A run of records
------

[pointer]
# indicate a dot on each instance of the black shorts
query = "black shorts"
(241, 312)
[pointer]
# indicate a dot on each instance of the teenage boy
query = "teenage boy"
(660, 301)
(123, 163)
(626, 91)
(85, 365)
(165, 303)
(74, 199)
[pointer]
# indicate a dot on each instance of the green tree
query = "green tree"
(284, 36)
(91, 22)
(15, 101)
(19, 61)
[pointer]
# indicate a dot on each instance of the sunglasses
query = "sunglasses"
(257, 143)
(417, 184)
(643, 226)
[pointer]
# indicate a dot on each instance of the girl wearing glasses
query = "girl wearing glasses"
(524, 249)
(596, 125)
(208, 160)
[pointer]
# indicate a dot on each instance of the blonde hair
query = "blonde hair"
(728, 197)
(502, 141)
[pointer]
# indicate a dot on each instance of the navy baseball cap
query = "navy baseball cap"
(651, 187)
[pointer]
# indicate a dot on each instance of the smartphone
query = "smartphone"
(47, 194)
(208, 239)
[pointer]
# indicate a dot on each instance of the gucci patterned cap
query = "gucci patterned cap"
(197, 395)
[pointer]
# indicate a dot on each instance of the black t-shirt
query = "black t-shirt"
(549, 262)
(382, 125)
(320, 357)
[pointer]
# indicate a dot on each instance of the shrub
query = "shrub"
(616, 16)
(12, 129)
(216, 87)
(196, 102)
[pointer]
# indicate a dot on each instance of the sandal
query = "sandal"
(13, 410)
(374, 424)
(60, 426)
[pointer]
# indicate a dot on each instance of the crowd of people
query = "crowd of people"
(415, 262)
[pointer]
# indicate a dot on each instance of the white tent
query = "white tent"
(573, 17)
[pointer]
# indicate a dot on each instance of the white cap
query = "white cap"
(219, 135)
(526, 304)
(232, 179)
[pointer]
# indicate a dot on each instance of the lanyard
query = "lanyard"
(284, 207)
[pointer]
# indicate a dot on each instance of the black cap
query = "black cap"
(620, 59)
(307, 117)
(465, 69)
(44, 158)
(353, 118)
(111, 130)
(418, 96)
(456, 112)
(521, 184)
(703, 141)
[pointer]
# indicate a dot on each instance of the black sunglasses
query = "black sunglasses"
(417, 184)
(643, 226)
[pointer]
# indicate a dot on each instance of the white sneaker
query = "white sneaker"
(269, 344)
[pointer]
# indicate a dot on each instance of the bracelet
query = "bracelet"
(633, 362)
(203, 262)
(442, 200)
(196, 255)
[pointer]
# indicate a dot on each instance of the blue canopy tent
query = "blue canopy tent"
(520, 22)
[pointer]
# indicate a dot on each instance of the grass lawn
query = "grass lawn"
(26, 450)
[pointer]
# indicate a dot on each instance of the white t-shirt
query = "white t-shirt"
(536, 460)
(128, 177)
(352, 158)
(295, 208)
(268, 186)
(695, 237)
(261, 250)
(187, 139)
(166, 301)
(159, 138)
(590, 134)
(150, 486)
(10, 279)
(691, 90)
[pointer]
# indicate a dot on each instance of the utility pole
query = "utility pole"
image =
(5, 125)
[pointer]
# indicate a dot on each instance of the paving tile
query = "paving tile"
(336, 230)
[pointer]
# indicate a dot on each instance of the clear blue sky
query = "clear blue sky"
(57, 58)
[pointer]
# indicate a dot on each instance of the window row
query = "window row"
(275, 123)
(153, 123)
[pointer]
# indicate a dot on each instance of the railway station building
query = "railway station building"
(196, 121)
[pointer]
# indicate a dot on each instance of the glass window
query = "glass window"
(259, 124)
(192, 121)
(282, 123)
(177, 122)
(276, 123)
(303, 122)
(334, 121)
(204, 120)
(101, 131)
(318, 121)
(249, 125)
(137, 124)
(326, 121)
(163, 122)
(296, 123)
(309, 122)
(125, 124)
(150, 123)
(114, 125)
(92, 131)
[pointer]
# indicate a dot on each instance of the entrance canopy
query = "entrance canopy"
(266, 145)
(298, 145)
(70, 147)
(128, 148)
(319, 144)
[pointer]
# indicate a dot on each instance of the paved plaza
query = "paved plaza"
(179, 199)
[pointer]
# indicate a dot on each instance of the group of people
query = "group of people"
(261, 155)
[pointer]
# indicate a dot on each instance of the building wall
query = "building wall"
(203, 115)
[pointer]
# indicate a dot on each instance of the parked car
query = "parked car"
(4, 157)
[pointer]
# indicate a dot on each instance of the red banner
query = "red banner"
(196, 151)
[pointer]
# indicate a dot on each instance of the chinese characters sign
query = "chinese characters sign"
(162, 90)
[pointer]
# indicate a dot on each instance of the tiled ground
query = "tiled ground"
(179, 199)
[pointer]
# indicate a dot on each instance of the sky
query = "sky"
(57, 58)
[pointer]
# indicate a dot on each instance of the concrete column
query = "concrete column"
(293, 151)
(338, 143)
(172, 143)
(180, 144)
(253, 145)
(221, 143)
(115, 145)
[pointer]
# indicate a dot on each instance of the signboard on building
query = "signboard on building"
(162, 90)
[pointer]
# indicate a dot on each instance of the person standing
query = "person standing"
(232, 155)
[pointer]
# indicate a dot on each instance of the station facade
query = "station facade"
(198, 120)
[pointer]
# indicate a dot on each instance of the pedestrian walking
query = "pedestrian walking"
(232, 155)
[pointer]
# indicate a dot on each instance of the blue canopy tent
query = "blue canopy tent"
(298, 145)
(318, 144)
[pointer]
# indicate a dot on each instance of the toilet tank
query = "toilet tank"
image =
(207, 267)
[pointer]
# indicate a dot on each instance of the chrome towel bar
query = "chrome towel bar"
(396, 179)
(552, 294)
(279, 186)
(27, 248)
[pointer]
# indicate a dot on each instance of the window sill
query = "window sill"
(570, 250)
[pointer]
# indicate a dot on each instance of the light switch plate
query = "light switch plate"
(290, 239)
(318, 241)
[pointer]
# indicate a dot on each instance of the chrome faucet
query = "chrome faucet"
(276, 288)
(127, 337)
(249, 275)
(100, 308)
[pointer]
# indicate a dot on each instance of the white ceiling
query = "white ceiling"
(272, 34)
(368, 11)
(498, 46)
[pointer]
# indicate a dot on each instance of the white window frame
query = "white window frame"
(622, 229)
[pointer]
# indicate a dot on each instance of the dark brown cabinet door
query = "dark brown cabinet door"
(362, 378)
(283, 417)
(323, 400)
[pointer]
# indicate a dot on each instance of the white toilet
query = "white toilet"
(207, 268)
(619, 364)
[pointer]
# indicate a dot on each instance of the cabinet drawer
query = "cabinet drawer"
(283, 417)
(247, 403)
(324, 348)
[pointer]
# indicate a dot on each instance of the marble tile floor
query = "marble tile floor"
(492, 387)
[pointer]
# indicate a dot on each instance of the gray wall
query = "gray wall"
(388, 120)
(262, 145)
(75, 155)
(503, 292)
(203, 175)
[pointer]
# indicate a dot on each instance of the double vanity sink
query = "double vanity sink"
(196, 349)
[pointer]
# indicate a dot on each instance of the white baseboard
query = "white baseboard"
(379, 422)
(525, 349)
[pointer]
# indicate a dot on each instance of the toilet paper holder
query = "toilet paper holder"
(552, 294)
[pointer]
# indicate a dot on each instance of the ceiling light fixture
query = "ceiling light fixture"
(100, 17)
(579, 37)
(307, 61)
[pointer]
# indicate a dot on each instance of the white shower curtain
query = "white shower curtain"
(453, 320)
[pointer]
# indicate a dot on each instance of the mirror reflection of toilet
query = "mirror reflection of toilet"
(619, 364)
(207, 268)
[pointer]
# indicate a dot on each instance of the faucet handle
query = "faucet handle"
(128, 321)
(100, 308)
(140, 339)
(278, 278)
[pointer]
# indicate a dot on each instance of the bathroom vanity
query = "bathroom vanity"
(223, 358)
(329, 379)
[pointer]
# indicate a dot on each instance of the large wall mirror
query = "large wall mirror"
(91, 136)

------

**Problem statement:** Copy out each record exactly as given, omitting none.

**Correct answer:**
[pointer]
# indicate a dot on each instance of the black shorts
query = "black shorts"
(241, 312)
[pointer]
# indicate a dot on each instance of the teenage boy
query = "teenage boy"
(660, 301)
(123, 163)
(626, 91)
(85, 365)
(165, 303)
(74, 199)
[pointer]
# indicate a dot on each instance of the green tree
query = "green tree"
(284, 36)
(91, 22)
(15, 101)
(19, 61)
[pointer]
# indicate a dot on each instance of the sunglasses
query = "sunglasses"
(257, 143)
(417, 184)
(643, 226)
[pointer]
# indicate a dot on each instance of the girl wearing glasses
query = "girl wearing glasses"
(524, 249)
(596, 125)
(208, 160)
[pointer]
# indicate a dot on each instance of the blonde hair
query = "blonde hair"
(728, 197)
(502, 141)
[pointer]
# indicate a dot on each instance of the navy baseball cap
query = "navy baseball cap"
(651, 187)
[pointer]
# indicate a dot on each instance of the smartphone
query = "smartphone"
(47, 194)
(208, 239)
[pointer]
# indicate a dot on each instance of the gucci patterned cap
query = "gucci patterned cap"
(197, 395)
[pointer]
# indicate a dot on each instance of the black t-shirt
query = "black t-shirt"
(549, 262)
(382, 125)
(320, 357)
[pointer]
# indicate a dot on each instance of the shrub
query = "shrub"
(616, 16)
(12, 129)
(216, 87)
(196, 102)
[pointer]
# indicate a dot on each instance of the sandal
query = "sandal"
(13, 410)
(374, 424)
(60, 426)
[pointer]
# indicate a dot on each instance of the crowd of people
query = "crowd of people"
(415, 262)
[pointer]
# indicate a dot on each instance of the white tent
query = "white tent"
(573, 17)
[pointer]
# indicate a dot on each instance of the white cap
query = "white cap"
(219, 135)
(526, 304)
(232, 179)
[pointer]
# indicate a dot on each instance of the lanyard
query = "lanyard"
(284, 207)
[pointer]
# indicate a dot on each instance of the black cap
query = "black cap"
(620, 59)
(307, 117)
(465, 69)
(44, 158)
(353, 118)
(111, 130)
(418, 96)
(456, 112)
(521, 184)
(703, 141)
[pointer]
# indicate a dot on each instance of the black sunglasses
query = "black sunglasses"
(417, 184)
(643, 226)
[pointer]
# indicate a dot on each instance of the white sneaker
query = "white sneaker"
(269, 344)
[pointer]
# indicate a dot on each instance of the bracelet
query = "bracelet"
(633, 362)
(203, 262)
(442, 200)
(196, 255)
[pointer]
# indicate a dot on each instance of the blue canopy tent
query = "blue canopy tent"
(520, 22)
[pointer]
# indicate a dot on each instance of the grass lawn
query = "grass lawn"
(26, 450)
[pointer]
# indicate a dot on each instance of the white t-shirt
query = "white t-shirt"
(536, 460)
(128, 177)
(352, 158)
(295, 208)
(268, 186)
(695, 237)
(261, 250)
(187, 139)
(166, 301)
(159, 138)
(590, 134)
(150, 486)
(10, 279)
(691, 90)
[pointer]
# indicate a dot on each instance of the utility pole
query = "utility pole"
image =
(5, 125)
[pointer]
# indicate a dot on each instance of the paving tile
query = "paving tile"
(336, 230)
[pointer]
# indicate a dot on each instance of the clear blue sky
query = "clear blue sky"
(57, 58)
[pointer]
# indicate a dot on each instance of the window row
query = "window row"
(275, 123)
(153, 123)
[pointer]
# indicate a dot on each instance of the railway station building
query = "railway station building"
(196, 121)
[pointer]
# indicate a dot on each instance of the glass window
query = "glass window"
(259, 124)
(192, 121)
(282, 123)
(177, 122)
(276, 123)
(303, 122)
(334, 121)
(204, 120)
(101, 131)
(318, 121)
(249, 125)
(137, 124)
(326, 121)
(163, 122)
(296, 123)
(309, 122)
(125, 124)
(150, 123)
(114, 125)
(92, 131)
[pointer]
# indicate a dot on each instance of the entrance canopy
query = "entrance canopy"
(266, 145)
(298, 145)
(70, 147)
(128, 148)
(319, 144)
[pointer]
# indicate a dot on each instance of the paved plaza
query = "paved plaza"
(179, 199)
[pointer]
# indicate a dot on each instance of the group of people
query = "group of people"
(261, 155)
[pointer]
# indicate a dot on each instance of the building wall
query = "building wall"
(203, 115)
[pointer]
# indicate a dot on each instance of the parked car
query = "parked car"
(4, 157)
[pointer]
# indicate a dot on each instance of the red banner
query = "red banner"
(196, 151)
[pointer]
# indicate a dot on each instance of the chinese characters sign
query = "chinese characters sign"
(162, 90)
[pointer]
# indicate a dot on each instance of the tiled ground
query = "tiled ground"
(179, 199)
[pointer]
# indicate a dot on each instance of the sky
query = "sky"
(57, 58)
[pointer]
# indicate a dot on each instance of the concrete column
query = "concrete column"
(293, 151)
(338, 143)
(172, 143)
(180, 144)
(253, 145)
(221, 143)
(115, 145)
[pointer]
# indicate a dot on each instance of the signboard on building
query = "signboard on building"
(162, 90)
[pointer]
# indicate a dot on each instance of the person standing
query = "person standing"
(232, 155)
[pointer]
# indicate a dot on each instance of the station facade
query = "station facade"
(198, 120)
[pointer]
# indicate a dot on each instance of the pedestrian walking
query = "pedestrian walking"
(232, 155)
[pointer]
# indicate a dot on each instance of the blue canopy tent
query = "blue canopy tent"
(298, 145)
(318, 144)
[pointer]
# indicate a dot on each instance of the toilet tank
query = "toilet tank"
image =
(207, 267)
[pointer]
# indicate a dot on each instance of the chrome towel bar
query = "chrome towel bar"
(396, 179)
(552, 294)
(279, 186)
(27, 248)
[pointer]
# indicate a dot on each instance of the window sill
query = "window sill"
(570, 250)
[pointer]
# indicate a dot on each instance of the light switch plate
query = "light switch plate"
(290, 239)
(318, 241)
[pointer]
# indicate a dot on each instance of the chrome faucet
query = "chrome faucet"
(276, 288)
(127, 337)
(249, 275)
(100, 308)
[pointer]
# indicate a dot on each instance of the white ceiling
query = "white ceiling"
(272, 34)
(368, 11)
(498, 46)
[pointer]
# indicate a dot on each instance of the white window frame
query = "white window frame"
(622, 229)
[pointer]
# indicate a dot on each instance of the dark brown cabinet door
query = "dark brown cabinet door"
(362, 378)
(283, 417)
(323, 400)
[pointer]
# indicate a dot on each instance of the white toilet
query = "white toilet"
(207, 268)
(619, 364)
[pointer]
# indicate a dot on each instance of the cabinet drawer
query = "cabinet drawer"
(283, 417)
(247, 403)
(324, 348)
[pointer]
# indicate a dot on each instance of the marble tile floor
query = "marble tile floor"
(492, 387)
[pointer]
# indicate a dot on each instance of the gray wall
query = "gray wall"
(388, 120)
(262, 145)
(75, 155)
(503, 292)
(203, 175)
[pointer]
# indicate a dot on each instance of the double vanity sink
query = "double vanity sink"
(196, 349)
[pointer]
# indicate a dot on each instance of the white baseboard
query = "white baseboard"
(379, 422)
(525, 349)
[pointer]
# indicate a dot on each instance of the toilet paper holder
query = "toilet paper holder"
(552, 294)
[pointer]
# indicate a dot on each instance of the ceiling light fixture
query = "ceiling light fixture"
(100, 17)
(579, 37)
(307, 61)
[pointer]
# indicate a dot on each instance of the white shower curtain
query = "white shower curtain"
(453, 320)
[pointer]
# indicate a dot on each instance of the mirror reflection of toilet
query = "mirror reflection of toilet"
(619, 364)
(207, 268)
[pointer]
# indicate a dot on each instance of the faucet handle
query = "faucet handle"
(128, 321)
(100, 308)
(140, 339)
(278, 278)
[pointer]
# indicate a dot on each instance of the bathroom vanity
query = "bathroom vanity"
(223, 358)
(329, 379)
[pointer]
# indicate a dot on each instance of the large wall mirror
query = "large wall mirror"
(91, 136)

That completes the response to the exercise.